Aktualności

Okazja czyni złodzieja

Zarzuty usiłowania kradzieży pralki usłyszeli dwaj mieszkańcy Zamościa w wieku 39 i 48 lat. Właścicielka pralki wyprowadzając się z mieszkania wystawiła ją przed blok wraz z innymi sprzętami z zamiarem ich przetransportowania do nowego lokum. Z okazji skorzystali dwaj mężczyźni, którzy podczas zatrzymania tłumaczyli, że chcieli tylko zabrać złom.

Zarzuty usiłowania kradzieży pralki usłyszeli dwaj mieszkańcy Zamościa w wieku 39 i 48 lat. Właścicielka pralki wyprowadzając się z mieszkania wystawiła ją przed blok wraz z innymi sprzętami z zamiarem ich przetransportowania do nowego lokum. Z okazji skorzystali dwaj mężczyźni, którzy podczas zatrzymania tłumaczyli, że chcieli tylko zabrać złom.

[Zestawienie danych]
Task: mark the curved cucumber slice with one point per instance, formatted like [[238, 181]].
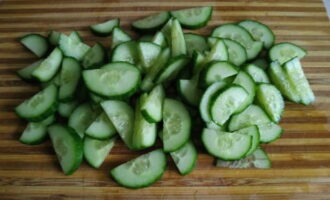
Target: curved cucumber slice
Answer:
[[227, 146], [193, 18], [96, 151], [68, 147], [176, 125], [141, 171], [38, 107], [185, 158]]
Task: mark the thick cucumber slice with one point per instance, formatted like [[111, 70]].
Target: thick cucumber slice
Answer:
[[193, 18], [94, 57], [119, 36], [297, 78], [259, 32], [271, 100], [105, 28], [70, 75], [195, 42], [49, 67], [227, 103], [36, 43], [283, 52], [81, 118], [68, 147], [224, 145], [96, 151], [185, 158], [116, 80], [145, 133], [72, 48], [141, 171], [151, 23], [101, 128], [122, 117], [176, 125], [258, 159], [240, 35], [26, 72], [38, 107], [281, 81], [152, 106]]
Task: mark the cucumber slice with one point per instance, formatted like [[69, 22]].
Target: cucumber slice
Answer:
[[227, 103], [259, 32], [297, 78], [283, 52], [176, 125], [271, 100], [193, 18], [36, 43], [102, 128], [115, 80], [68, 147], [122, 117], [94, 57], [141, 171], [240, 35], [185, 158], [144, 134], [105, 28], [39, 106], [281, 81], [258, 159], [152, 106], [225, 145], [96, 151], [48, 67], [70, 75], [151, 23]]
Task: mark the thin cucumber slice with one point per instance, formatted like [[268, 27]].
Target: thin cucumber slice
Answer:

Zadania do wykonania:
#1 W jakim wieku byli mężczyźni, o których mowa w tekście o próbie kradzieży pralki?
#2 Sprawdź, czy poniższe stwierdzenia są zgodne z tekstem o próbie kradzieży pralki. Przy każdym odpowiedz „tak” lub „nie” i przytocz rozstrzygające słowa tekstu.
(a) Pralkę wystawiła przed blok jej właścicielka.
(b) Zatrzymani mężczyźni twierdzili, że zamierzali sprzedać pralkę.
(c) Zarzuty usłyszało trzech mieszkańców Zamościa.
#3 Dopisz dalszy ciąg tekstu o próbie kradzieży pralki, zaczynając od miejsca, w którym się kończy.
Materiał nie odgrywa tu żadnej roli.

Odpowiedzi do zadań:
#1 Mieli 39 i 48 lat.

#2
(a) Tak: „Właścicielka pralki wyprowadzając się z mieszkania wystawiła ją przed blok”.
(b) Nie: „tłumaczyli, że chcieli tylko zabrać złom”.
(c) Nie: „Zarzuty usiłowania kradzieży pralki usłyszeli dwaj mieszkańcy Zamościa”.

#3
Wczoraj przed południem dyżurny zamojskiej komendy powiadomiony został przez 32-letnią mieszkankę województwa podkarpackiego o usiłowaniu kradzieży należącej do niej pralki automatycznej. Jak wynikało z zawiadomienia kobieta wyprowadzała się z mieszkania położonego w centrum Zamościa. Przed blok wystawiła domowe sprzęty z zamiarem przetransportowania ich w nowe miejsce. Chwila nieuwagi spowodowała, że wystawiona przed blokiem pralka znalazła "nowych" właścicieli.
Przechodzący tamtędy dwaj mężczyźni zabrali przygotowaną do transportu pralkę i próbowali oddalić się z miejsca. Zaalarmowana o zdarzeniu kobieta, wraz z pomagającymi jej w przeprowadzce pomocnikami dogonili oddalających się ze sprzętem mężczyzn, a o zajściu poinformowali policję.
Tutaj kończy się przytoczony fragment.